§ **GIVEN INSTRUCTION**: Report how many lines in the items below contain the word "plastic", giving only the number.

§ **RECORD SET**:
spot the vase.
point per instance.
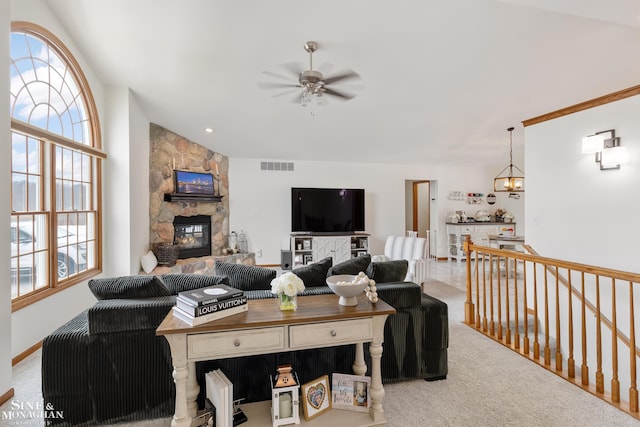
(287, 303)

==

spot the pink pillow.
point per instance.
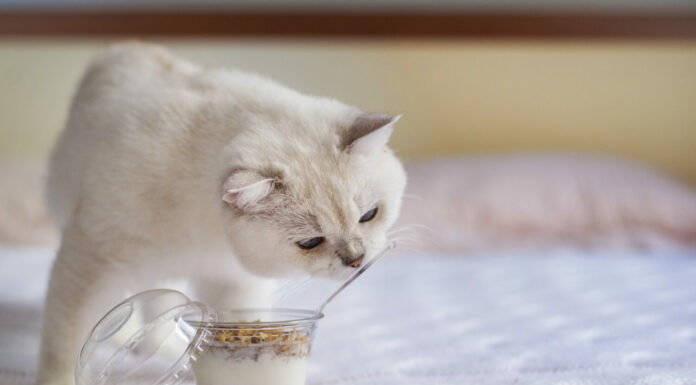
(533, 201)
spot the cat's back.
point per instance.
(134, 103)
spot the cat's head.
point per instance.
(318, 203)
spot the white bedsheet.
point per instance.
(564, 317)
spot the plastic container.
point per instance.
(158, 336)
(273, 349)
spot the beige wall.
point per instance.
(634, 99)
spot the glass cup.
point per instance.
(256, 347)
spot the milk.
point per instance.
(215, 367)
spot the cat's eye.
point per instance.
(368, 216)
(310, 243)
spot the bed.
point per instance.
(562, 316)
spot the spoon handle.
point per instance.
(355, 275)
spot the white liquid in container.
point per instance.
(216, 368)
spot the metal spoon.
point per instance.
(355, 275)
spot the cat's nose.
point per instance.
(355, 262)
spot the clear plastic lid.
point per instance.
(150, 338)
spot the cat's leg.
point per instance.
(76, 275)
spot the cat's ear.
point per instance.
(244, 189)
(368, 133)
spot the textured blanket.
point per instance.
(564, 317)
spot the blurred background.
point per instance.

§ **TASK SOLUTION**: 2